Task to complete: Reproduce verbatim the lines of the listing below from the line with "of the pedestrian" to the line with "x=149 y=175", including both of those lines. Output nothing else.

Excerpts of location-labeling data
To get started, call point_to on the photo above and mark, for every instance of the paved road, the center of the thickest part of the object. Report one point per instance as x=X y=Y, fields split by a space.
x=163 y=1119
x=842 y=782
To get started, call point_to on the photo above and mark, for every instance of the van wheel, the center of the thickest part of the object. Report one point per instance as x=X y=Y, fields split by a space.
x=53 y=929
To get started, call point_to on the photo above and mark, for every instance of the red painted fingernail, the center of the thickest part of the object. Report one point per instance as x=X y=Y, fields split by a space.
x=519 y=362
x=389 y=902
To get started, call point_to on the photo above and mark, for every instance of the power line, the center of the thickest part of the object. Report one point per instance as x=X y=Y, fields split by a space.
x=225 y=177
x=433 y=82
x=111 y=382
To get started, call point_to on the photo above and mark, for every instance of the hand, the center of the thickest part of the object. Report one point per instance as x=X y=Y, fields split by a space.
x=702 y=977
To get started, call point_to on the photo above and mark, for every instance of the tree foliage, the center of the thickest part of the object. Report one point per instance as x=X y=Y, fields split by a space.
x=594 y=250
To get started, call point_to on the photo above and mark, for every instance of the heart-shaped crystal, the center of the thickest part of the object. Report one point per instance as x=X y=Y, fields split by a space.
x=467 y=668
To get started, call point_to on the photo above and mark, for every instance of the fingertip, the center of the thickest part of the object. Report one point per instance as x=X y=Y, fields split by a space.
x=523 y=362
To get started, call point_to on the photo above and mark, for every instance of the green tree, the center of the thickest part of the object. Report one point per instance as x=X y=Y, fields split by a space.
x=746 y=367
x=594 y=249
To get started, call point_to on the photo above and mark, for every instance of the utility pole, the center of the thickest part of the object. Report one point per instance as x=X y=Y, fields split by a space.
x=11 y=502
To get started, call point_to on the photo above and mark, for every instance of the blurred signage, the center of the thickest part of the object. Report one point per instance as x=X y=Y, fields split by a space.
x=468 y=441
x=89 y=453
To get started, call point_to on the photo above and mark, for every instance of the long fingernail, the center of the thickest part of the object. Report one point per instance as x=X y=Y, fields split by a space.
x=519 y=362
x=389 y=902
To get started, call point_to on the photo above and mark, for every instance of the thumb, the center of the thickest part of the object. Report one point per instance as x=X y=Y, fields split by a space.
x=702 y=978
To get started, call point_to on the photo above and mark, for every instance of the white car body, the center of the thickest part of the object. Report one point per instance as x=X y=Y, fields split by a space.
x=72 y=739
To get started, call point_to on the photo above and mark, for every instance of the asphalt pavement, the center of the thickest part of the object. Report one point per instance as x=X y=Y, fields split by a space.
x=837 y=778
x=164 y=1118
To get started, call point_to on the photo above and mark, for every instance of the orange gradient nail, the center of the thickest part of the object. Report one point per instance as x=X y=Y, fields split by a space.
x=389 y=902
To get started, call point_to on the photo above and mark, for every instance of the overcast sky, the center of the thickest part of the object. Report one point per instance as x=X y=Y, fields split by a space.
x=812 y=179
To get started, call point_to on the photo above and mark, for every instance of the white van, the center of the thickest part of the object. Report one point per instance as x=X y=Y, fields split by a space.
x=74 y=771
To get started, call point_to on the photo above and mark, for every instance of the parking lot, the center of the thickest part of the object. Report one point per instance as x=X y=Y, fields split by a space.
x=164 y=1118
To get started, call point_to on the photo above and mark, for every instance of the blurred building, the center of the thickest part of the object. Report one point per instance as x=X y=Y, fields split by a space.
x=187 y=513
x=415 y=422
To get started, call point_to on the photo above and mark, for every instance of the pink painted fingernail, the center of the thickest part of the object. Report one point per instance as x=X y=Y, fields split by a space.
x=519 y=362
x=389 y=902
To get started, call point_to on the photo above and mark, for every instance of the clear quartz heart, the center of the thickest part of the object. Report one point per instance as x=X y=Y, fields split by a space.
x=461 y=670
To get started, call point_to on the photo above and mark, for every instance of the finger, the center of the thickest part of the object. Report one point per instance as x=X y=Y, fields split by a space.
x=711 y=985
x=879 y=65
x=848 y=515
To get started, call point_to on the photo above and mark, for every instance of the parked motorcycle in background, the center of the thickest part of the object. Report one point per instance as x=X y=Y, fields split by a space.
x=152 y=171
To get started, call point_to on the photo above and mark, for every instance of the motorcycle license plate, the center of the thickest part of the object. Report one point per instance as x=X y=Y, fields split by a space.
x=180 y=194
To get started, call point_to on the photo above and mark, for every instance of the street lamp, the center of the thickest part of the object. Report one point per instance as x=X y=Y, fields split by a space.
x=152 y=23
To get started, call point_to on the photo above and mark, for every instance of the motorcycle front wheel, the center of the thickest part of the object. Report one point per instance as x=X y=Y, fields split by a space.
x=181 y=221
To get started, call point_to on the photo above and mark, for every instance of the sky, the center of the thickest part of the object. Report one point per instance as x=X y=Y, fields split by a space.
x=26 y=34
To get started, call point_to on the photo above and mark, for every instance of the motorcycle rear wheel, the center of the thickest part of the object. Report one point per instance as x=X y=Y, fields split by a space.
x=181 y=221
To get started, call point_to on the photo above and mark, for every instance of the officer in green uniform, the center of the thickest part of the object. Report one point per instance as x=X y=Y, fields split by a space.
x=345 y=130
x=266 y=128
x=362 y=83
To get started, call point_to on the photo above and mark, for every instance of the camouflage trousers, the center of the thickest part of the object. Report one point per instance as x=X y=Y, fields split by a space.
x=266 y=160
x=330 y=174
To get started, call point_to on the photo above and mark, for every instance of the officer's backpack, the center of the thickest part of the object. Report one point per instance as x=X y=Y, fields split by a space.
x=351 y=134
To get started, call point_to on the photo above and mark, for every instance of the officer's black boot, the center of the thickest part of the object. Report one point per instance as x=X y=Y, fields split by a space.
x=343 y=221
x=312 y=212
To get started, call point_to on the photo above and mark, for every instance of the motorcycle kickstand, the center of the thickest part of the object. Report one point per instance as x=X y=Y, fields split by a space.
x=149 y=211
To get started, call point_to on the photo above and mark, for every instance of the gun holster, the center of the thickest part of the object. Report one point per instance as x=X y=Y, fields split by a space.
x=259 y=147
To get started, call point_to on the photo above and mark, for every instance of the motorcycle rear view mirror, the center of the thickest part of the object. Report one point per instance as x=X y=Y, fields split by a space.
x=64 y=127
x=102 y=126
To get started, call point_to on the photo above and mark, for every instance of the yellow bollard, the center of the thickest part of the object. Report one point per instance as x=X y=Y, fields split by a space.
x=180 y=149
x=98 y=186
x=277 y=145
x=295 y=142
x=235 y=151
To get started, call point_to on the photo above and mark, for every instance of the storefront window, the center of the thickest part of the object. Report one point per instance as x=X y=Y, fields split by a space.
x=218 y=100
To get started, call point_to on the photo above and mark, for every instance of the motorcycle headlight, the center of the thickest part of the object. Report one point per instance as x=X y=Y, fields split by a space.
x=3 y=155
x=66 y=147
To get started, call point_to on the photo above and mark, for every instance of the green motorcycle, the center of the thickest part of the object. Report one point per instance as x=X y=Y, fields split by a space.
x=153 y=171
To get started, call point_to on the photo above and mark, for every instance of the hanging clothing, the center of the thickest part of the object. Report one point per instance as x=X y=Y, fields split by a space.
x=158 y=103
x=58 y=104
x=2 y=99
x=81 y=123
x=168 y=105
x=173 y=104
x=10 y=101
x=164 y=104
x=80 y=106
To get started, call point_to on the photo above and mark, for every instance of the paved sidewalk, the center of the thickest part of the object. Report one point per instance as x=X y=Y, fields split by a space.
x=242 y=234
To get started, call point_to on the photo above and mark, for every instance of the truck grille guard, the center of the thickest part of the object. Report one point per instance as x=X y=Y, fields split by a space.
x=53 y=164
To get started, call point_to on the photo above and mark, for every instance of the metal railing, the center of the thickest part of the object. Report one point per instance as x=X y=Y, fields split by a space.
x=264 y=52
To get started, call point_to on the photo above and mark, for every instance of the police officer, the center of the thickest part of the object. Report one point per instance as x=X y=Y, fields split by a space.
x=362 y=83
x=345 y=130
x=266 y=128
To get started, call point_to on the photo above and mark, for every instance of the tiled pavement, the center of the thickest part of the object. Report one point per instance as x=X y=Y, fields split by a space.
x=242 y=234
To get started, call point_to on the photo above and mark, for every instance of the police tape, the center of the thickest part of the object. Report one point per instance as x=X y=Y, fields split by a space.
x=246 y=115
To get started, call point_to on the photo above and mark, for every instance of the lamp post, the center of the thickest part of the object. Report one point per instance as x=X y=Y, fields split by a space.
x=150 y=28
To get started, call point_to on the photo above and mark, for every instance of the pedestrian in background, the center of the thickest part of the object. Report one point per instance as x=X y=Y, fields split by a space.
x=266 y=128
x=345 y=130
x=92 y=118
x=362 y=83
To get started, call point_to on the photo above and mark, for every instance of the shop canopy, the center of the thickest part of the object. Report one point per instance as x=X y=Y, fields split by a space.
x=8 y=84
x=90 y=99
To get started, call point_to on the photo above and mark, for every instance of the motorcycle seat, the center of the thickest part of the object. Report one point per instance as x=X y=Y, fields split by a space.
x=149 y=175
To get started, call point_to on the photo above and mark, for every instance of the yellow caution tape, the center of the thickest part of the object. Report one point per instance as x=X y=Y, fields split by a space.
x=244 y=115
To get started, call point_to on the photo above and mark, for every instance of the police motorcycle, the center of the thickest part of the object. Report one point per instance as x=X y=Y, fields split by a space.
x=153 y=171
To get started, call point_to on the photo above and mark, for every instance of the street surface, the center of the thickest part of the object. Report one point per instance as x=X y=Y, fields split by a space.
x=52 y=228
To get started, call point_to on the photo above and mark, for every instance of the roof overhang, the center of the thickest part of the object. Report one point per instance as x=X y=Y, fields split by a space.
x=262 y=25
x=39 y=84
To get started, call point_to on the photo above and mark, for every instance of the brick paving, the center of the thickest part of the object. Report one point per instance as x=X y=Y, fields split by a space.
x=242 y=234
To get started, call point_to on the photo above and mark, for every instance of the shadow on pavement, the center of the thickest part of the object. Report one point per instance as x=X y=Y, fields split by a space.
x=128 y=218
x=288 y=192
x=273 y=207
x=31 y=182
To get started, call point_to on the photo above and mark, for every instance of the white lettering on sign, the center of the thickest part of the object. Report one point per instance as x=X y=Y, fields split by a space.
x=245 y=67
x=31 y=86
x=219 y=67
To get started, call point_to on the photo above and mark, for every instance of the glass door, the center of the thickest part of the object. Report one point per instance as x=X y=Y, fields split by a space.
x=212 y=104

Exercise output:
To get started, call point_to on the photo above and mark, for every instance of the pedestrian in background, the center of the thickest part of the object. Report one point per instance as x=X y=Y, fields split by a space.
x=266 y=128
x=345 y=130
x=92 y=118
x=362 y=83
To get started, call point_to on the photo above and mark, for every instance of the shop canopy, the center of the thickest part of the object. Report one point per instance as x=X y=Y, fields split by a space.
x=8 y=84
x=90 y=99
To get started, call point_to on the photo above and mark, for every instance of the motorcycle seat, the center of the thickest part of the object. Report one point per instance as x=X y=Y, fields split by a space.
x=149 y=175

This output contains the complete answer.